* Start Task material *

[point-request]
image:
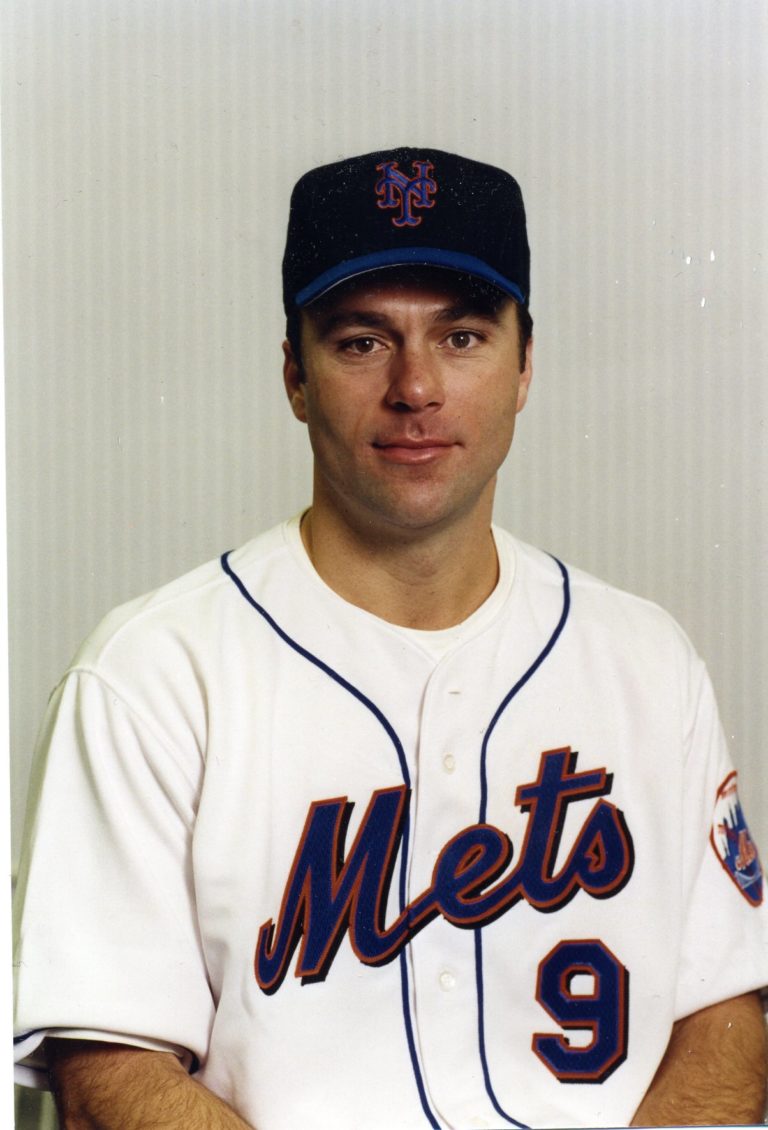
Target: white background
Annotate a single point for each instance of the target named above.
(149, 151)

* End Task material *

* **Exercise task**: Repeat the data above word for word, without the picture.

* **Result**:
[point-request]
image:
Target: white background
Annotate a single point for each instance of the target named above.
(149, 151)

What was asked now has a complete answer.